» **GIVEN EXERCISE**
The entries below are to be written out again without alteration.

• • •

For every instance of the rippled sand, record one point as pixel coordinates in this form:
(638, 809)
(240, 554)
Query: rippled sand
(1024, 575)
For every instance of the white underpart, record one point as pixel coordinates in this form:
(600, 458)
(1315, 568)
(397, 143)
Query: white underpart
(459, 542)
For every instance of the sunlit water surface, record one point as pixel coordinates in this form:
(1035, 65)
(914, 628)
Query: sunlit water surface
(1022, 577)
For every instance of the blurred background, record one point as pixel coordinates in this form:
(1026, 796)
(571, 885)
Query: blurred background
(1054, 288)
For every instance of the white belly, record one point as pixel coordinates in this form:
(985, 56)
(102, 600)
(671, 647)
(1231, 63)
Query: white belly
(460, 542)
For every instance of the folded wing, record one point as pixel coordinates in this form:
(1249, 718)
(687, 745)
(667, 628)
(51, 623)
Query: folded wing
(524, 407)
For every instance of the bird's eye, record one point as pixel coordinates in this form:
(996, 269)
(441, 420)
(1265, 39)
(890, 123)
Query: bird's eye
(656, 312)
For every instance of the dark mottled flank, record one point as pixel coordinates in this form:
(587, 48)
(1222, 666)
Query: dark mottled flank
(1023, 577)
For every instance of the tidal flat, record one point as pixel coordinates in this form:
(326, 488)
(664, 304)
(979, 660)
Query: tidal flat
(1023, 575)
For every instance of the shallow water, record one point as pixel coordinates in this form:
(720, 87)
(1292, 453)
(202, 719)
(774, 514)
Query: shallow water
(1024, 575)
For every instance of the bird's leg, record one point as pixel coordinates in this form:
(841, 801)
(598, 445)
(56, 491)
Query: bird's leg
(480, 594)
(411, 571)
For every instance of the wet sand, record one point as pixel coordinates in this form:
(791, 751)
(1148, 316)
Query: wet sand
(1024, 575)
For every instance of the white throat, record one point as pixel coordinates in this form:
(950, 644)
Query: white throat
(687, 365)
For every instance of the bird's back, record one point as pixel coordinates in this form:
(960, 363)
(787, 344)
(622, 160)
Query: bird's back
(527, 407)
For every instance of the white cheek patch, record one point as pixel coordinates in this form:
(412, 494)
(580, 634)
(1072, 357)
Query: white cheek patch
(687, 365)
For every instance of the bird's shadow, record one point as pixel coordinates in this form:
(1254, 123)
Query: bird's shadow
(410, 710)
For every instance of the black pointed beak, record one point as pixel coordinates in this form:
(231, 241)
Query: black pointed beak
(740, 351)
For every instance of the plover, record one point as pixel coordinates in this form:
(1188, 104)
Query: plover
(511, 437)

• • •

» **RESULT OF THE EXERCISE**
For every instance of the rippled sand, record one point as pixel coordinates in this form:
(638, 809)
(240, 554)
Query: rippled sand
(1024, 575)
For every instance of the white underpart, record one point as pixel coordinates in this form:
(600, 458)
(1315, 568)
(397, 143)
Query: white underpart
(459, 542)
For every instance of the sunlit water surface, record one point as pixel coordinates in this form:
(1035, 65)
(914, 628)
Query: sunlit water surface
(1022, 577)
For every instance of the blurred background, record one point as pixel coordinates in this form:
(1026, 796)
(571, 885)
Query: blurred background
(1054, 288)
For every instance of the white belly, record one point as pixel coordinates in this form:
(985, 56)
(102, 600)
(671, 647)
(1231, 63)
Query: white belly
(460, 542)
For every instance of the folded wing, record one point as pixel coordinates in this form:
(1249, 718)
(687, 745)
(667, 628)
(51, 623)
Query: folded wing
(524, 407)
For every instance of the bird's eye, record one point as pixel coordinates in this form:
(996, 269)
(441, 420)
(1265, 39)
(890, 123)
Query: bird's eye
(656, 312)
For every instance of the dark mottled flank, record one point as pixel coordinates in this form:
(587, 48)
(1222, 666)
Query: dark mottled flank
(1023, 577)
For every instance of the tidal flat, record one point as pixel coordinates in this form:
(326, 488)
(664, 304)
(979, 660)
Query: tidal flat
(1023, 575)
For every instance of the shallow water, record one point as pixel coordinates in this form:
(720, 87)
(1292, 453)
(202, 719)
(774, 514)
Query: shallow water
(1024, 575)
For every instance of the bird's leg, record one point as pixel coordinates in this form:
(841, 801)
(598, 445)
(56, 491)
Query: bird's leg
(480, 594)
(411, 571)
For every instance of the wet sand, record one point as pixel coordinates in this form:
(791, 751)
(1148, 316)
Query: wet sand
(1024, 575)
For every instance of the white throat, record one point as pixel coordinates in this form:
(950, 644)
Query: white throat
(687, 365)
For every instance of the bird's back, record one point as pixel coordinates in this form:
(960, 363)
(787, 344)
(622, 160)
Query: bird's back
(527, 407)
For every instance of the white cheek patch, record one point as pixel coordinates in this form:
(412, 494)
(580, 634)
(1072, 357)
Query: white cheek patch
(687, 365)
For every instance of the bird's shadow, record one point as pixel coordinates in this form:
(1254, 123)
Query: bird's shadow
(410, 710)
For every instance of the black pointed beak, record one point as pixel coordinates in this form:
(231, 241)
Query: black pointed beak
(740, 351)
For every instance of the plover, record one point as pixel coordinates in this form:
(1188, 104)
Query: plover
(511, 437)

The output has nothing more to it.